# [OT] SCO legt Beweise vor

## RealGeizt

Diesen netten Link habe ich in einem anderem Forum gefunden...

http://zyn.de/sco_beweise

Was meint ihr dazu?!

Edit: sollte wohl noch ein "  :Laughing:  " dazu machen  :Smile: 

----------

## cng

sprachlos. echt sprachlos. das ist so etwas von lächerlich.

wenn die so durchkämen.   :Shocked: 

und was kommt als nächstes? muss ich an M$ schon bald gebüren zahlen, weil ich fenster (windows) am gebäue oder auto habe   :Laughing: 

naja, es geht sicher nicht mehr lange und die page der sco ist down..

jedenfalls sollte man diese deppen so richtig ohrfeigen!

----------

## ossi

viel gefährlicher sind doch solche Sachen: mod-edit-lange-url-amne

irgendwann müssen wir unsern Datenmüll "endlagern" statt löschen, also deckt euch schon mal mit Festplatten ein!   :Laughing: 

mod edit:

Hab der langen Url Tags verpasst, dann klappts auch mit dem Zeilenumbruch.

amne

----------

## mikkk

Aber es gibt auch gute Nachrichten! Am Ende macht SCO noch schlapp, weil alle Geldgeber abhauen (und diese Meldung ist kein fake  :Smile: ).

http://www.heise.de/newsticker/meldung/46598

mikkk

----------

## SnorreDev

Das ist doch laecherlich ^^

Wenn jetzt Schleifen schon SCO eigentum sind, dann ist jedes Proogramm SCO Eigentum. Ausser Hello World, das geht noch ohne. So einen Bullshit habe ich schon lange nicht mehr gehoert - ihr habt meinen Tag gerettet - <lachtsichschlapp>

----------

## boris64

 *Quote:*   

> "Linux ist der Inbegriff eines neuen und gefährlichen Kommunismus, welcher sich die Zerstörung ureigenster amerikanischer Werte zum Ziel gesetzt hat. An dem Tag, an dem ein amerikanisches Gericht gegen das patriotische Software-Copyright entscheidet, haben die Terroristen gewonnen."

Quelldaten:

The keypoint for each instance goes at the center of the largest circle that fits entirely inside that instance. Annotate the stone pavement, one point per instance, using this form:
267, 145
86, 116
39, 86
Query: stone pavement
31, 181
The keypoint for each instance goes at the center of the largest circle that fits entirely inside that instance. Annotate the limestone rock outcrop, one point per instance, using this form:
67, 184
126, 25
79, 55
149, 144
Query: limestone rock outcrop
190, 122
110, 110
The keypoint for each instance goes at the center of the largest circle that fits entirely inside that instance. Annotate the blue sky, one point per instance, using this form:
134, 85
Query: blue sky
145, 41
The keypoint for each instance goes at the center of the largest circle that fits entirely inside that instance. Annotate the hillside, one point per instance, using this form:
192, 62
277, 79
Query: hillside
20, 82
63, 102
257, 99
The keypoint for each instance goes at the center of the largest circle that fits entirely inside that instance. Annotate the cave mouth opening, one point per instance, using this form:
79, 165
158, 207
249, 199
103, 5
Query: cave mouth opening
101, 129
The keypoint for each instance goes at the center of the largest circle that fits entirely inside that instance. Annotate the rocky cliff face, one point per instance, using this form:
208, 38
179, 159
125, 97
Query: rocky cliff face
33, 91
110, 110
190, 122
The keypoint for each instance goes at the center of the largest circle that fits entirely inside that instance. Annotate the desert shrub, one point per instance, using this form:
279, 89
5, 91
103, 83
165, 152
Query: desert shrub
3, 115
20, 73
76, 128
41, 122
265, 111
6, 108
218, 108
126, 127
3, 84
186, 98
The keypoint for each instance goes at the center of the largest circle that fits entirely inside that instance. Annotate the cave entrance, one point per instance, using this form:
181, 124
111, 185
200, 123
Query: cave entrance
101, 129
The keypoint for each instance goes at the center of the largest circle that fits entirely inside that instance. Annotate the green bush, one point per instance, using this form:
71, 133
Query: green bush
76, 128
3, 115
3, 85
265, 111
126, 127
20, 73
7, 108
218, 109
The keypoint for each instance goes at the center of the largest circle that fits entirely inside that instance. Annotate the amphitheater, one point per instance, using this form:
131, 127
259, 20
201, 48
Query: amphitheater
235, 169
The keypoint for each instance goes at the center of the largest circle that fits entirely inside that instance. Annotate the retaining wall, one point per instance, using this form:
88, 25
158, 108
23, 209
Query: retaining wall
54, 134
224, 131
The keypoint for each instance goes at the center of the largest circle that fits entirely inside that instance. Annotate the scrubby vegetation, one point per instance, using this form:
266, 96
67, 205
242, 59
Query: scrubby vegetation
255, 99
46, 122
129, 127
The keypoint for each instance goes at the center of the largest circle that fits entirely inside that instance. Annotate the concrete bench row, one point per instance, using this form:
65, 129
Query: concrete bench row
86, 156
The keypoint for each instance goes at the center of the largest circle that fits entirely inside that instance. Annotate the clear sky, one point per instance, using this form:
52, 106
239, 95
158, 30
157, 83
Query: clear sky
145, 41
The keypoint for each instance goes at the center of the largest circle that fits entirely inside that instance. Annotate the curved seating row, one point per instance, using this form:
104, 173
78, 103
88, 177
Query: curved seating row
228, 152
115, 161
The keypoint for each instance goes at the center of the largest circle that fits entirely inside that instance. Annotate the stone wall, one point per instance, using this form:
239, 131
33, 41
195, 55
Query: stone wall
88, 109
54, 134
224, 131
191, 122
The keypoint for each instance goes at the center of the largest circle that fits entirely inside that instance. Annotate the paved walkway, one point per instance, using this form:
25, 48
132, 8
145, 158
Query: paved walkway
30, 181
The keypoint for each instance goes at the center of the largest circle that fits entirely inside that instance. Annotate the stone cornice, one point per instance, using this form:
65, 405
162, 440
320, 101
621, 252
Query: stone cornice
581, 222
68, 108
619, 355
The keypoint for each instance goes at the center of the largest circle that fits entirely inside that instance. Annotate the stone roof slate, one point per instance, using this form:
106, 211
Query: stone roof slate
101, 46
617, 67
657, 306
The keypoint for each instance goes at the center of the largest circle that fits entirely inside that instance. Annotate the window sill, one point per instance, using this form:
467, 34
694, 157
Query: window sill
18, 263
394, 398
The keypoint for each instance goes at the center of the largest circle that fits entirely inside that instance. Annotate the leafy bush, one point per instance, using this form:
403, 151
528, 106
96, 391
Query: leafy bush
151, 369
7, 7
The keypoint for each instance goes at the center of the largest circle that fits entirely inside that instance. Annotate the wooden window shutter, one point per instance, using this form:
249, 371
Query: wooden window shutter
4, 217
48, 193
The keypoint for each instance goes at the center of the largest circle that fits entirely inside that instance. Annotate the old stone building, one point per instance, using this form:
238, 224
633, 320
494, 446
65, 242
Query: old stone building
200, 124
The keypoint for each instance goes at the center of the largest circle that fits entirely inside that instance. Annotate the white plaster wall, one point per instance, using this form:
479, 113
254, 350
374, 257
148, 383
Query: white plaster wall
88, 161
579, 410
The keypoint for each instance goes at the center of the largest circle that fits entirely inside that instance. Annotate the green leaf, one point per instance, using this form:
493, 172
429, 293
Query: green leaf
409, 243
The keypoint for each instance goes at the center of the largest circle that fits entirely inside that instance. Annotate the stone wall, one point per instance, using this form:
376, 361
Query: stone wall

■ **Aufgaben**
**a.** Warum könnte SCO laut der Diskussion über SCO am Ende schlappmachen?
**b.** Prüfe anhand der Diskussion über SCO, ob jede dieser Aussagen zutrifft: (i) RealGeizt hat den Link in einem anderen Forum entdeckt. (ii) Nach SnorreDev kommt auch Hello World nicht ohne SCO-Eigentum aus. (iii) Der Moderator hat der langen URL Tags hinzugefügt.
**c.** Führe die Diskussion über SCO im Anschluss an das letzte Zitat mit einem weiteren Beitrag fort.
Die Datensätze stammen aus einer anderen Quelle.

■ **Deine Antworten**
**a.** Weil alle Geldgeber abhauen.

**b.**
(i) Ja: „Diesen netten Link habe ich in einem anderem Forum gefunden...“
(ii) Nein: „Ausser Hello World, das geht noch ohne.“
(iii) Ja: „Hab der langen Url Tags verpasst, dann klappts auch mit dem Zeilenumbruch.“

**c.**
 

ähm, tja, soll ich jetzt lachen, gröhlen, jaulen oder heulen?

andere amerikanische werte (non-unix) kann man übrigens grad auch im irak bewundern.

 *Quote:*   

> Währenddessen löschen Millionen Großanwender in aller Welt aus Angst vor Klagen sämtliche Linux-Installationen.

 

hehe, öhm, ok.

schnell mal die [entf]-taste demontieren, damit ich nicht noch auf dumme gedanken komme.

----------

## z4Rilla

das ist fake oder ?

so dumm kann man doch nicht sein

oder doch ?

----------

## chino_

haha gut gelacht  :Smile:  nicht schlecht aufgemacht!

----------

## DarKRaveR

Okay, also mal für alle, die am Schwanken sind:

ZYN.DE - ZYNismus - ist eine REINE Satireseite, die allerdings schon weitaus besseres fabriziert haben.

Alleine schon die Sektion www.spiggl.de spricht für sich   :Very Happy:  .

Ich glaubs nicht, daß es Leute gibt, die es WIRKLICH für bare Münze genommen haben.

So oder so, richtig lustig.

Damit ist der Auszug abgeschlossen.